Written instruction 1: From the text on converting Amazon Comprehend output to Amazon Kendra metadata, quote the passage that begins at the words "1. Download the" and stops after the words "launch an environment.".
Written instruction 2: Continue the text on converting Amazon Comprehend output to Amazon Kendra metadata, beginning after its final sentence.

* Start Text excerpt *

Converting the output to Amazon Kendra metadata format

To convert the Amazon Comprehend output to Amazon Kendra metadata, you run a Python 3 script. If you are using the Console, you use AWS CloudShell for this step.

  1. Download the converter.py.zip zipped file on your device.

  2. Extract the Python 3 file converter.py.

  3. Sign into the AWS Management Console and make sure your AWS region is set to the same region as your S3 bucket and your Amazon Comprehend analysis job.

  4. Choose the AWS CloudShell icon or type AWS CloudShell in the Search box on the top navigation bar to launch an environment.

    Note

    When AWS CloudShell launches in a new browser window for the first time, a welcome panel displays and lists key features. The shell is ready for interaction after you close this panel and the command prompt displays.

  5. After the terminal is prepared, choose Actions from the navigation pane and then choose Upload file from the menu.

  6. In the dialog box that opens, choose Select file and then choose the downloaded Python 3 file converter.py from your device. Choose Upload.

  7. In the AWS CloudShell environment, enter the following command:

    python3 converter.py
  8. When the shell interface prompts you to Enter the name of your S3 bucket, enter the name of your S3 bucket and press enter.

  9. When the shell interface prompts you to Enter the full filepath to your Comprehend output file, enter output and press enter.

  10. When the shell interface prompts you to Enter the full filepath to your metadata folder, enter metadata/ and press enter.

Important

For the metadata to be formatted correctly, the input values in steps 8-10 must be exact.

  1. To download the Python 3 file converter.py, run the following command on a terminal window:

    Linux
    curl -o path/converter.py.zip https://docs.aws.amazon.com/kendra/latest/dg/samples/converter.py.zip

    Where:

    • path/ is the filepath to the location you want to save the zipped file in.

    macOS
    curl -o path/converter.py.zip https://docs.aws.amazon.com/kendra/latest/dg/samples/converter.py.zip

    Where:

    • path/ is the filepath to the location you want to save the zipped file in.

    Windows
    curl -o path/converter.py.zip https://docs.aws.amazon.com/kendra/latest/dg/samples/converter.py.zip

    Where:

    • path/ is the filepath to the location you want to save the zipped file in.

  2. To extract the Python 3 file, run the following command on the terminal window:

    Linux
    unzip path/converter.py.zip -d path/

    Where:

    • path/ is the filepath to your saved converter.py.zip.

* End Text excerpt *
* Start Provided records *

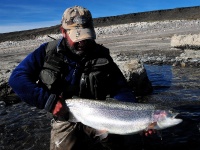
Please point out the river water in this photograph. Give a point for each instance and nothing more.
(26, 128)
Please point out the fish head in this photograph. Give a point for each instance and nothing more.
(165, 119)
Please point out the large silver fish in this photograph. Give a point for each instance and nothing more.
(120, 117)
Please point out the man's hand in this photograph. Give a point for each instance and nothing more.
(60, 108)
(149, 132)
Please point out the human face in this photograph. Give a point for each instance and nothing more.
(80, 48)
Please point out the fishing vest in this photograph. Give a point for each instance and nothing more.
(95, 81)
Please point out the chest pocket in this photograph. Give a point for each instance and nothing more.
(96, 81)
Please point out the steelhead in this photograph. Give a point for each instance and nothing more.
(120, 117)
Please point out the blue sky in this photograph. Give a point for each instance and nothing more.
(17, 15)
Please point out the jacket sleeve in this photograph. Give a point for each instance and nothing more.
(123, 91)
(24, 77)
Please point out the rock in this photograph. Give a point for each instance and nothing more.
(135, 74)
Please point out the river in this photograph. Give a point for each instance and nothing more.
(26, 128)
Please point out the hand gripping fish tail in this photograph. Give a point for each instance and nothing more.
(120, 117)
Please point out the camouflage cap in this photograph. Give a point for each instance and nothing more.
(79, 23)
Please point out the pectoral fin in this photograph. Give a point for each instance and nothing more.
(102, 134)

* End Provided records *
* Start Provided records *

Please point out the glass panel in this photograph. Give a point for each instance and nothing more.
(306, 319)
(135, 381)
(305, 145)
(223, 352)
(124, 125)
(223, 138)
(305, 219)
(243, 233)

* End Provided records *

Final result 1:
1. Download the converter.py.zip zipped file on your device.

  2. Extract the Python 3 file converter.py.

  3. Sign into the AWS Management Console and make sure your AWS region is set to the same region as your S3 bucket and your Amazon Comprehend analysis job.

  4. Choose the AWS CloudShell icon or type AWS CloudShell in the Search box on the top navigation bar to launch an environment.

Final result 2:
    macOS
    unzip path/converter.py.zip -d path/

    Where:

    • path/ is the filepath to your saved converter.py.zip.

    Windows
    tar -xf path/converter.py.zip -C path/

    Where:

    • path/ is the filepath to your saved converter.py.zip.

  3. Make sure that Boto3 is installed on your device by running the following command.

    Linux
    pip3 show boto3
    macOS
    pip3 show boto3
    Windows
    pip3 show boto3
    Note

    If you do not have Boto3 installed, run pip3 install boto3 to install it.

  4. To run the Python 3 script to convert the output file, run the following command.

    Linux
    python path/converter.py

    Where:

    • path/ is the filepath to your saved converter.py.zip.

    macOS
    python path/converter.py

    Where:

    • path/ is the filepath to your saved converter.py.zip.

    Windows
    python path/converter.py

    Where:

    • path/ is the filepath to your saved converter.py.zip.

  5. When the AWS CLI prompts you to Enter the name of your S3 bucket, enter the name of your S3 bucket and press enter.

  6. When the AWS CLI prompts you to Enter the full filepath to your Comprehend output file, enter output and press enter.

  7. When the AWS CLI prompts you to Enter the full filepath to your metadata folder, enter metadata/ and press enter.

Important

For the metadata to be formatted correctly, the input values in steps 5-7 must be exact.

At the end of this step, the formatted metadata is deposited inside the metadata folder in your S3 bucket.

Cleaning up your Amazon S3 bucket

Since the Amazon Kendra index syncs all files stored in a bucket, we recommend you clean up your Amazon S3 bucket to prevent redundant search results.

  1. Open the Amazon S3 console at https://console.aws.amazon.com/s3/.

  2. In Buckets, choose your bucket and then select the Amazon Comprehend entity analysis output folder, the Amazon Comprehend entity analysis .temp file, and the extracted Amazon Comprehend output file.

  3. From the Overview tab choose Delete.

  4. In Delete objects, choose Permanently delete objects? and enter permanently delete in the text input field.

  5. Choose Delete objects.

  1. To delete all files and folders in your S3 bucket except the data and metadata folders, use the remove command in the AWS CLI:

    Linux
    aws s3 rm s3://amzn-s3-demo-bucket/ --recursive --exclude "data/*" --exclude "metadata/*"

    Where:

    • amzn-s3-demo-bucket is the name of your S3 bucket.

    macOS
    aws s3 rm s3://amzn-s3-demo-bucket/ --recursive --exclude "data/*" --exclude "metadata/*"

    Where:

    • amzn-s3-demo-bucket is the name of your S3 bucket.

    Windows
    aws s3 rm s3://amzn-s3-demo-bucket/ --recursive --exclude "data/*" --exclude "metadata/*"

    Where:

    • amzn-s3-demo-bucket is the name of your S3 bucket.

  2. To ensure that the objects were successfully deleted from your S3 bucket, check its contents by using the list command:

    Linux
    aws s3 ls s3://amzn-s3-demo-bucket/

    Where:

    • amzn-s3-demo-bucket is the name of your S3 bucket.

    macOS
    aws s3 ls s3://amzn-s3-demo-bucket/

    Where:

    • amzn-s3-demo-bucket is the name of your S3 bucket.

    Windows
    aws s3 ls s3://amzn-s3-demo-bucket/

    Where:

    • amzn-s3-demo-bucket is the name of your S3 bucket.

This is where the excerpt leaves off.